#### Text provided

Limiting mail notification for clock drift

Kenneth Holter kenneho.ndu at gmail.com
Thu Nov 13 12:59:42 CET 2008


Thank you for you patience. As you can see I'm not at all very experienced
with Nagios (just recently set it up). :)

I've reset the notification_interval to 0. Got confused for a moment as most
of the other services are set to high numbers such as 1440. But you're right
- 0 is what I need.

I've extracted the information you asked for from objects.cache, but before
take up space with that info let me show you what I found...

I examined the log file, and found that this:


   - [root at server2 archives]# grep -i server1 nagios-11-12-2008-00.log |grep
   -i ntp|grep -i notification
   - [1226375094] SERVICE NOTIFICATION: nagios;server1;NTP
1.2.3.4;CRITICAL;notify-service-by-email;NTP
   CRITICAL: Offset -419.5424475 secs
   - [1226379294] SERVICE NOTIFICATION: nagios;server1;NTP
1.2.3.4;OK;notify-service-by-email;NTP
   OK: Offset 0.1932080023 secs
   - [1226381814] SERVICE NOTIFICATION: nagios;server1;NTP
1.2.3.4;WARNING;notify-service-by-email;NTP
   WARNING: Offset 0.5295080024 secs
   - [1226382714] SERVICE NOTIFICATION: nagios;server1;NTP
1.2.3.4;OK;notify-service-by-email;NTP
   OK: Offset 0.06872100243 secs
   - [1226387933] SERVICE NOTIFICATION: nagios;server1;NTP
1.2.3.4;WARNING;notify-service-by-email;NTP
   WARNING: Offset -0.8496964976 secs
   - [1226391833] SERVICE NOTIFICATION: nagios;server1;NTP
1.2.3.4;CRITICAL;notify-service-by-email;NTP
   CRITICAL: Offset -6.277684498 secs
   - [1226394233] SERVICE NOTIFICATION: nagios;server1;NTP
1.2.3.4;WARNING;notify-service-by-email;NTP
   WARNING: Offset -2.576738498 secs
   - [1226394533] SERVICE NOTIFICATION: nagios;server1;NTP
1.2.3.4;CRITICAL;notify-service-by-email;NTP
   CRITICAL: Offset -7.470661498 secs
   - [1226397533] SERVICE NOTIFICATION: nagios;server1;NTP
1.2.3.4;WARNING;notify-service-by-email;NTP
   WARNING: Offset -

I does indeed seem like the notifications are sent out just like I was
aiming at. But because there was so many notifications and my mailbox is a
mess I didn't notice this then.

########

Exercise brief →
In the forum post on limiting clock drift mail alerts, what value did the writer set notification_interval to?

#### Given records

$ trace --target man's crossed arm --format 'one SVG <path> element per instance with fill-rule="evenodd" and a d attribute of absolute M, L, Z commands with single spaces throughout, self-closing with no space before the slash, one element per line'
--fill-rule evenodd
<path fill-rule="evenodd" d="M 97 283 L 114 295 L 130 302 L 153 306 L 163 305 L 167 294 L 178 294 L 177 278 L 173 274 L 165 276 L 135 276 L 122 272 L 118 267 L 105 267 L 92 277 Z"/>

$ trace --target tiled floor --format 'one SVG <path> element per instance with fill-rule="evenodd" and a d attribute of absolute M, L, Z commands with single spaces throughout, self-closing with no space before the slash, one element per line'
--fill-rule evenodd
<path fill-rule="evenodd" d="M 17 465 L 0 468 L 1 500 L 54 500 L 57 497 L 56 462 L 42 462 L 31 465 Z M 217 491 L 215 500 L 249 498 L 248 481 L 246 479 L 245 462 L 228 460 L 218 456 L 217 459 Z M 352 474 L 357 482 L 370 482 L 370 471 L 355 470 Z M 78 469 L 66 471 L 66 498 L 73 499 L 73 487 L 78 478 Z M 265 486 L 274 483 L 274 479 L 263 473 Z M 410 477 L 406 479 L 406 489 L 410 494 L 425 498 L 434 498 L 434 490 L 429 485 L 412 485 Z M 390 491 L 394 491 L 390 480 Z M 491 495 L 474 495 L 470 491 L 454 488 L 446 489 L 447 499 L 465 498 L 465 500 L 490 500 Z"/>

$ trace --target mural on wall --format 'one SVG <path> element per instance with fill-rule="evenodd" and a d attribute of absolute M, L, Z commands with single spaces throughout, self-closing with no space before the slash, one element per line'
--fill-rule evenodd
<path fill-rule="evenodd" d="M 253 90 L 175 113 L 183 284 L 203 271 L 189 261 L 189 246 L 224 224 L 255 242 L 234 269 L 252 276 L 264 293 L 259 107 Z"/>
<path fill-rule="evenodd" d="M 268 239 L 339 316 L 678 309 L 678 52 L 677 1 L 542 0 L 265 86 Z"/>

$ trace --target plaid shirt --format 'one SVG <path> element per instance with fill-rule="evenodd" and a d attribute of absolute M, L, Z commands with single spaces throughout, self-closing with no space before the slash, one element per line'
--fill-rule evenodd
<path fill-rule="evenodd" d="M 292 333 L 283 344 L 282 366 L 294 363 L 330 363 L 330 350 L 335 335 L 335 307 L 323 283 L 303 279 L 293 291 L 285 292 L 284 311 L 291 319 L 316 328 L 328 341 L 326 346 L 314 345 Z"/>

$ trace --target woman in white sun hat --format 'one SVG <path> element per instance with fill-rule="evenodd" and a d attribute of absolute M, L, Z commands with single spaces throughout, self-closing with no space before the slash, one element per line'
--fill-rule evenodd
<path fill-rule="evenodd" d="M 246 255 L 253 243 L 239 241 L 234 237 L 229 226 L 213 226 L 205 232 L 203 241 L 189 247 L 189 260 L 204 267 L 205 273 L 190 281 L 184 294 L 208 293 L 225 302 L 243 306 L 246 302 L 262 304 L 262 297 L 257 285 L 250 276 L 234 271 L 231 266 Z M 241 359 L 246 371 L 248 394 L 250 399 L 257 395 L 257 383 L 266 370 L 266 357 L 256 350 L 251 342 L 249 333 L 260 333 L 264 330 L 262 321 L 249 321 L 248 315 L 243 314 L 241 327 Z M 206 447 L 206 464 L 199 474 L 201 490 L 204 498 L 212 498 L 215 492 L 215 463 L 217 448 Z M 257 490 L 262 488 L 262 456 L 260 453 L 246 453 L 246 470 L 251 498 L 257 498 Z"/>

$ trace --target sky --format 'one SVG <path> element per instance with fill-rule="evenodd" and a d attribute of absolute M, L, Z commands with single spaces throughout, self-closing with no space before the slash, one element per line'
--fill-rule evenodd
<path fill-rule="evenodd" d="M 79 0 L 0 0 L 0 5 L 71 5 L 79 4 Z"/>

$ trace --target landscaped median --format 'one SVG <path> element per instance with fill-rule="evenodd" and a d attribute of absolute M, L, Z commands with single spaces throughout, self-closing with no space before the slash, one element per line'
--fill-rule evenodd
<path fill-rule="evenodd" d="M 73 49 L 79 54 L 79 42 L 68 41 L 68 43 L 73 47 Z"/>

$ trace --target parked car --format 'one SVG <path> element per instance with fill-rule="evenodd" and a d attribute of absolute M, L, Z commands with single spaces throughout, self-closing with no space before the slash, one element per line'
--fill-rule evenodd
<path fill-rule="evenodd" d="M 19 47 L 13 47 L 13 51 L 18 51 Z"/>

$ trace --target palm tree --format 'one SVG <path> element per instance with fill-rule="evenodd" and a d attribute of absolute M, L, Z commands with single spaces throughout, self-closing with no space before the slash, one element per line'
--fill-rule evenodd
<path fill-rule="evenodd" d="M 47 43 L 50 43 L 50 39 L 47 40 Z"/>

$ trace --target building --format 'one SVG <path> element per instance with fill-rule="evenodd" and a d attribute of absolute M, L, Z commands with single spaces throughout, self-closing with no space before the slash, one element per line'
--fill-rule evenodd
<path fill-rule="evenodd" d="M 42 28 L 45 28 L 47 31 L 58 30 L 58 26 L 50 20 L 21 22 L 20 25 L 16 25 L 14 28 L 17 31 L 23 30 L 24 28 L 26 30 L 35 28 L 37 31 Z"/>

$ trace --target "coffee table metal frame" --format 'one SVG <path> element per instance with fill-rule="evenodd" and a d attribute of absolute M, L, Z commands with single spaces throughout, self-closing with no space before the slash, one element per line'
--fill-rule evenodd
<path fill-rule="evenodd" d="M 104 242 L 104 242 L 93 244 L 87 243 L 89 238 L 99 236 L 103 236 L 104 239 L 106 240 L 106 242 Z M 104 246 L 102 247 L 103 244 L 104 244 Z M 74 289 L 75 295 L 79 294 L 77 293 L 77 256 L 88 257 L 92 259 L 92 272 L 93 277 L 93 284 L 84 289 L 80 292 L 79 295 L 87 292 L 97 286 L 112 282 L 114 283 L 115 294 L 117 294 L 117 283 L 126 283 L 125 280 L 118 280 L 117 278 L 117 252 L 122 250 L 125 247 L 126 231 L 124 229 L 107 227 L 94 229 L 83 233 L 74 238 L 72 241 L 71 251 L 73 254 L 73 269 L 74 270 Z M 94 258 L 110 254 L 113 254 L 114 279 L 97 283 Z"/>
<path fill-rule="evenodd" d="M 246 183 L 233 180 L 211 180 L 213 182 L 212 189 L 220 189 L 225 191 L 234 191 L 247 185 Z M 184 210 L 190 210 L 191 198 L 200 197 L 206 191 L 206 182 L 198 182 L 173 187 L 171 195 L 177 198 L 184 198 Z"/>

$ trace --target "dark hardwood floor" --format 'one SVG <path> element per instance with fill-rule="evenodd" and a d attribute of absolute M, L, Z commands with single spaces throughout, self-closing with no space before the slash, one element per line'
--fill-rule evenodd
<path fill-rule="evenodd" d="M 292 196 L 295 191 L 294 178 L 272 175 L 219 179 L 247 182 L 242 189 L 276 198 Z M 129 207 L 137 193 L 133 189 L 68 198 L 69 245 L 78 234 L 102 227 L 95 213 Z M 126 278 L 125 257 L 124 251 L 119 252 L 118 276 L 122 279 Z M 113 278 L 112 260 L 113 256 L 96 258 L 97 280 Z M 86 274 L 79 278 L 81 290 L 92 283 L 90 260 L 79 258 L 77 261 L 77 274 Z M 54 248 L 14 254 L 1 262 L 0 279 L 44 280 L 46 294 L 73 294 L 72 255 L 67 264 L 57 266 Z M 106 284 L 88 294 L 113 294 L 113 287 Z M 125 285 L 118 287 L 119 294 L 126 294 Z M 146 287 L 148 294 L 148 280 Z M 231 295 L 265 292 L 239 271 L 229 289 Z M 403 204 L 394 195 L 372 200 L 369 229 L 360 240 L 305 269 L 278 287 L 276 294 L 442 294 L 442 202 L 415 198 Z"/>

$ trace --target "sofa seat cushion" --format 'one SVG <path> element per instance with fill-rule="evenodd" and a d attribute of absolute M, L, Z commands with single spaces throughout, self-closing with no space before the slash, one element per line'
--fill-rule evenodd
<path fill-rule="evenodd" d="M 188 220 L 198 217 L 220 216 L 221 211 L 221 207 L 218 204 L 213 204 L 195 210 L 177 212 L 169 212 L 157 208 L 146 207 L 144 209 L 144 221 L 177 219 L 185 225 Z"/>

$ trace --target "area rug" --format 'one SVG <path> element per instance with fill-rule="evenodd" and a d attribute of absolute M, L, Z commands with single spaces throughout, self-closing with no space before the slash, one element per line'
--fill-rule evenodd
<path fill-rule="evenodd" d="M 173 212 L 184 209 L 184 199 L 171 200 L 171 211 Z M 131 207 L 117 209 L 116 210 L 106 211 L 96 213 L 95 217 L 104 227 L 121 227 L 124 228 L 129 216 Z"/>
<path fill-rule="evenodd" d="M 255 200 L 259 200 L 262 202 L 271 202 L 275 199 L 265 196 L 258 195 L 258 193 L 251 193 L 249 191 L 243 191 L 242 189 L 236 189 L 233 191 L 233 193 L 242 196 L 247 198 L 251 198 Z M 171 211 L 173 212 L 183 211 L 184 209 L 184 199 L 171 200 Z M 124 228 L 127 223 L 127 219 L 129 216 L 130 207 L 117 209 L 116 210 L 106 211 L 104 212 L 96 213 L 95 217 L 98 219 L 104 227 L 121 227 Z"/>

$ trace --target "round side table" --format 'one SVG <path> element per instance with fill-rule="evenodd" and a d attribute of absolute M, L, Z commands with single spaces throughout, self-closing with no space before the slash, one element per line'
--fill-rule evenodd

########

Solution for this task →
0